[HOW TO COMPLETE THIS TASK]:
Below are records; output exactly the lines from the one with "Reviewer note: confirm that each instance of the horizontal" through their final line.

Region pointing data:
───

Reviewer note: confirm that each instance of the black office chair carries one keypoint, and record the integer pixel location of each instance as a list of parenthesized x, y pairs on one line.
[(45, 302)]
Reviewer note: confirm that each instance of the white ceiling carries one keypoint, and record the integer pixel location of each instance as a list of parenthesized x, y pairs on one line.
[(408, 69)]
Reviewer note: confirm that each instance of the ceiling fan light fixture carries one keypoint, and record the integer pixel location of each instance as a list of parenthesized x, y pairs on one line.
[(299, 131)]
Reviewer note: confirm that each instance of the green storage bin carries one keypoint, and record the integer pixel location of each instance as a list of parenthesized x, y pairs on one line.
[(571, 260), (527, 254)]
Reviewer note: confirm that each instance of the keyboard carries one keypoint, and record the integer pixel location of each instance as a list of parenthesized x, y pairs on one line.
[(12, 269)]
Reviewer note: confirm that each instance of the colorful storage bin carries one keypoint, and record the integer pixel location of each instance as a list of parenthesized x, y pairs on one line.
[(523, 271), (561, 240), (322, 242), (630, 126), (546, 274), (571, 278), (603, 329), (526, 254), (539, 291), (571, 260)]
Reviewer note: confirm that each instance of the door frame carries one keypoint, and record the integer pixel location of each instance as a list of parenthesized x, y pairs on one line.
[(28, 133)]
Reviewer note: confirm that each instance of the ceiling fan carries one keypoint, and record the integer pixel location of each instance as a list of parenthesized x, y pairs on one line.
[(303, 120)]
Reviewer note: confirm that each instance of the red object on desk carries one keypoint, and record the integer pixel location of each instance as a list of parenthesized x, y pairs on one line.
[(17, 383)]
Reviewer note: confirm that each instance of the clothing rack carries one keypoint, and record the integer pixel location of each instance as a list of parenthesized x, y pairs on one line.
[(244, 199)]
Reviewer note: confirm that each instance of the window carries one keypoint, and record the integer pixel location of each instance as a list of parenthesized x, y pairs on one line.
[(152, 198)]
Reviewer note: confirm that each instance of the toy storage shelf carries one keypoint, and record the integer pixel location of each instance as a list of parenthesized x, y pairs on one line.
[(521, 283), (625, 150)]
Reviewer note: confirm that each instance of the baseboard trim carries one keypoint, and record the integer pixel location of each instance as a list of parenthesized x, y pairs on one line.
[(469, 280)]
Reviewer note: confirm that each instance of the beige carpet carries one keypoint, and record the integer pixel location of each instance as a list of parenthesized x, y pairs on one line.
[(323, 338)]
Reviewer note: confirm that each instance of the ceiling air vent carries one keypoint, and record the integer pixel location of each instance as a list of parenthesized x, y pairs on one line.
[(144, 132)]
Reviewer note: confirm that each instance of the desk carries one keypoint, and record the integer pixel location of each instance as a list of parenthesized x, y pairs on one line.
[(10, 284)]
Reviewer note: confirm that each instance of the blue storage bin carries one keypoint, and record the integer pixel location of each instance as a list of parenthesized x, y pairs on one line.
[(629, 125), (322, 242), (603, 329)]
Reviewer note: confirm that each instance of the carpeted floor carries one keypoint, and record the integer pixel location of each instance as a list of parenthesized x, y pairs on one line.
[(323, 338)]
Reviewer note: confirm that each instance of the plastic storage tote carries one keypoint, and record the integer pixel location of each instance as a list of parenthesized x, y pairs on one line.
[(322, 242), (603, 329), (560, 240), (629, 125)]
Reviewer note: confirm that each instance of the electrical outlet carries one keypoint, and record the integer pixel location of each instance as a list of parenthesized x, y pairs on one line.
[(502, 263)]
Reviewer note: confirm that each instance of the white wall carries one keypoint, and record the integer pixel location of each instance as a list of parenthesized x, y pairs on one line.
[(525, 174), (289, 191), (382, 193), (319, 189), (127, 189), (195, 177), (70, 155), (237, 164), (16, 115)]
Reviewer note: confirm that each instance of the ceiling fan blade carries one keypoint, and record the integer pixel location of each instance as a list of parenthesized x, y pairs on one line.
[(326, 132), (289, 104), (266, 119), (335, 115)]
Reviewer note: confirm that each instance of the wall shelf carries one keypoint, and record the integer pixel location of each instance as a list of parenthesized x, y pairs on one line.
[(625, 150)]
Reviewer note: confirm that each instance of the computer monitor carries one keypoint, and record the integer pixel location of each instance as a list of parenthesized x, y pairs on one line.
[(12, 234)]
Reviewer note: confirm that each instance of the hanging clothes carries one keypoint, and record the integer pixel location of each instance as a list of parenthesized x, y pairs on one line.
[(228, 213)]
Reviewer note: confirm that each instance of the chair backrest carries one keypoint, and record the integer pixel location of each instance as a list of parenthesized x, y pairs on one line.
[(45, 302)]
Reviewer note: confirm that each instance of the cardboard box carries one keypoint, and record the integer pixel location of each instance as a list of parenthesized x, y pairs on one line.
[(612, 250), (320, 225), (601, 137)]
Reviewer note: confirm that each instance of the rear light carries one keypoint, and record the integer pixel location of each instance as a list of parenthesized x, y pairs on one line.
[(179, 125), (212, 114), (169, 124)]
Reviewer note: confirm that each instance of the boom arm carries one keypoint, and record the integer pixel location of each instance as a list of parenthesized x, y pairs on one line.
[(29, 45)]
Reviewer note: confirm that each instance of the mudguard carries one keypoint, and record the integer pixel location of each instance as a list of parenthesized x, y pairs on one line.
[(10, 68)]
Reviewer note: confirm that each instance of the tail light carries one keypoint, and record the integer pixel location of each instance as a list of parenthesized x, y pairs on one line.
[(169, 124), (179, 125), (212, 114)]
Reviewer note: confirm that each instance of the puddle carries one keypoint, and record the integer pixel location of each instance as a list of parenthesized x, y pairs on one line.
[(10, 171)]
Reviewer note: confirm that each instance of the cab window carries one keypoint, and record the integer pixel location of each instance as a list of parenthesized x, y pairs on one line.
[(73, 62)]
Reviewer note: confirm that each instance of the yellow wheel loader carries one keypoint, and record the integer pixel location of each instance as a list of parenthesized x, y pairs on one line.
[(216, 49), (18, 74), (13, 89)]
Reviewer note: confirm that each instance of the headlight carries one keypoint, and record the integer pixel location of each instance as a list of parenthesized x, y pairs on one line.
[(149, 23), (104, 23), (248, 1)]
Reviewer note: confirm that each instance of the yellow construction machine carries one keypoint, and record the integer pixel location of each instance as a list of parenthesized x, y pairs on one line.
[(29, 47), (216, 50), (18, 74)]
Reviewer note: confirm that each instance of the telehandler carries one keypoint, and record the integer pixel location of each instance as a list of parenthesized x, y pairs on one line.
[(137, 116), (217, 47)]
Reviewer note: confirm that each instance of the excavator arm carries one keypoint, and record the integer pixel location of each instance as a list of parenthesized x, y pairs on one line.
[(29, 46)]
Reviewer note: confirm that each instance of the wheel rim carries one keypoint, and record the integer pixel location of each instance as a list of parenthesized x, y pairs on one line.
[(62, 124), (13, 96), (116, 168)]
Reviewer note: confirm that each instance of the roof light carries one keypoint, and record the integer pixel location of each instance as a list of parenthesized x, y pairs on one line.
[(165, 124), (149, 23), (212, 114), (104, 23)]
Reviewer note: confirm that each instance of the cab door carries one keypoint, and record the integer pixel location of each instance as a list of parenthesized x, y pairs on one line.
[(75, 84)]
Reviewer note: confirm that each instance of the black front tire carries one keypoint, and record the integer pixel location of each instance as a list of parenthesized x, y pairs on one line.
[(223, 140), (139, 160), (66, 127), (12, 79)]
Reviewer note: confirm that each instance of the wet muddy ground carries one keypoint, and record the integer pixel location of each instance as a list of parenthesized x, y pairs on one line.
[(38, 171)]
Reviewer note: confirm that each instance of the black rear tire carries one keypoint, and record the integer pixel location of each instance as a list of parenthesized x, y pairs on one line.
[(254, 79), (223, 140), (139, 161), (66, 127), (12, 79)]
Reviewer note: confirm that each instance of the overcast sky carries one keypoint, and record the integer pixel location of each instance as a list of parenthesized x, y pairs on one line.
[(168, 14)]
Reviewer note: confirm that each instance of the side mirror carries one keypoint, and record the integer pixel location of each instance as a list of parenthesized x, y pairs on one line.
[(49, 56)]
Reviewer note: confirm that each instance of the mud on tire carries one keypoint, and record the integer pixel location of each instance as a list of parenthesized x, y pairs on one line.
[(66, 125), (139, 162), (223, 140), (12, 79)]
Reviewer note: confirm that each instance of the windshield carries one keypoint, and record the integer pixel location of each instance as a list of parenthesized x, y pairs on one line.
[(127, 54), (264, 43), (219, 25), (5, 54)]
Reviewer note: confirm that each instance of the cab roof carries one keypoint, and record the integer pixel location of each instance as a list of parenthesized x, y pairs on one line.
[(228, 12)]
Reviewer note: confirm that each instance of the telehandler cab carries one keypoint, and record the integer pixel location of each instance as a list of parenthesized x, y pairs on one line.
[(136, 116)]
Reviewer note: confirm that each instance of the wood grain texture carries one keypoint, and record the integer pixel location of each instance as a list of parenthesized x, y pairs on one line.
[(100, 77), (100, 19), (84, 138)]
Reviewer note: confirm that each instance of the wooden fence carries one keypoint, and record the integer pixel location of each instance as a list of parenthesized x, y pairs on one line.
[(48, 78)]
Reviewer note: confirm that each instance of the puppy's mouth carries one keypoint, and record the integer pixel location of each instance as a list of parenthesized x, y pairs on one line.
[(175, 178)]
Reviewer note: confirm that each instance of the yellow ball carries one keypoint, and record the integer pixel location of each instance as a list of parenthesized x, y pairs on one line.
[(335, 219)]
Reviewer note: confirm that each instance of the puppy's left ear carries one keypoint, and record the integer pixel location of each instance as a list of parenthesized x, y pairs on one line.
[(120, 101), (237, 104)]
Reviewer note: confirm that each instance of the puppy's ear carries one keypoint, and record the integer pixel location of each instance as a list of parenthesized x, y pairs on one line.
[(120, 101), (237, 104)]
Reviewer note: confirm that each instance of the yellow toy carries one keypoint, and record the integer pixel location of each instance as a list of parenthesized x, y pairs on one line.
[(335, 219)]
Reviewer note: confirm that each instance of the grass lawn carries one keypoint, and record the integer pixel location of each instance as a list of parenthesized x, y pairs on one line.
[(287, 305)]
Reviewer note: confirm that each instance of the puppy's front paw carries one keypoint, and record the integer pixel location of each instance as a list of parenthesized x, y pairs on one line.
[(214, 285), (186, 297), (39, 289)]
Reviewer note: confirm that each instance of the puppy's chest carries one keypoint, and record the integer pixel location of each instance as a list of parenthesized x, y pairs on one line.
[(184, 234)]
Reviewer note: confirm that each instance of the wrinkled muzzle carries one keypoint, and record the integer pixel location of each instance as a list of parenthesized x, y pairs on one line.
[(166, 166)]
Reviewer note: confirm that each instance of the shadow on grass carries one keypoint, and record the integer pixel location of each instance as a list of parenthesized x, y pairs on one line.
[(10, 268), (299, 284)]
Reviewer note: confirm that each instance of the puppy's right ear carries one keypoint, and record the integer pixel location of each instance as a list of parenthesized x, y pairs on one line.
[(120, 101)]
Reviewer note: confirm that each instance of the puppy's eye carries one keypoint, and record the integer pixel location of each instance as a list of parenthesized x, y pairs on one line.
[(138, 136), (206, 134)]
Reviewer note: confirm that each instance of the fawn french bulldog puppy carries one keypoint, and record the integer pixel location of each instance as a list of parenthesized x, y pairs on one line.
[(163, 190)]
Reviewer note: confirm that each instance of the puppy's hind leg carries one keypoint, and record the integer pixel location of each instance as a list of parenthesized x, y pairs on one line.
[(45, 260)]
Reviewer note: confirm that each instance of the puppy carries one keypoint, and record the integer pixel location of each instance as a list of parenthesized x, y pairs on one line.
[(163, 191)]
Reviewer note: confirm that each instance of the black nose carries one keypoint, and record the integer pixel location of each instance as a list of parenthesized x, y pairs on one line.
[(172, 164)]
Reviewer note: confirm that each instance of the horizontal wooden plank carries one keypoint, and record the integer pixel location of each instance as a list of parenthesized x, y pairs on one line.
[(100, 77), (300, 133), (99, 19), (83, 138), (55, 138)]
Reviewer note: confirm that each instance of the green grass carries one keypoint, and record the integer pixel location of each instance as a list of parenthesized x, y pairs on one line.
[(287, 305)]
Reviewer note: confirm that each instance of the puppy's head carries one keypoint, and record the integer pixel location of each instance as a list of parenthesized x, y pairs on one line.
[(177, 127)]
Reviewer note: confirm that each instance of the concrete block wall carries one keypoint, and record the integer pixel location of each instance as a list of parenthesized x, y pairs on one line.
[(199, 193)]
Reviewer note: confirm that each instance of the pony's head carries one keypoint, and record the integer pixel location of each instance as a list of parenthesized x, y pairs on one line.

───

[SOLVED EXERCISE]:
Reviewer note: confirm that each instance of the horizontal wooden plank carries one keypoint, and record the integer pixel location of each instance as a list of parenthesized x, y pairs on one line.
[(100, 77), (300, 133), (99, 19), (83, 138), (55, 138)]
Reviewer note: confirm that each instance of the green grass carries one keypoint, and record the integer pixel location of each instance as a list of parenthesized x, y pairs on one line.
[(287, 305)]
Reviewer note: confirm that each instance of the puppy's head carries one keypoint, and record the integer pixel location of each instance as a list of parenthesized x, y pairs on one line.
[(177, 127)]
Reviewer note: confirm that each instance of the concrete block wall carries one keypoint, and record the integer pixel location of each instance as a list of parenthesized x, y pairs on one line.
[(199, 193)]
Reviewer note: confirm that each instance of the pony's head carries one keypoint, and record the integer pixel location of each instance as a list of parenthesized x, y pairs on one line.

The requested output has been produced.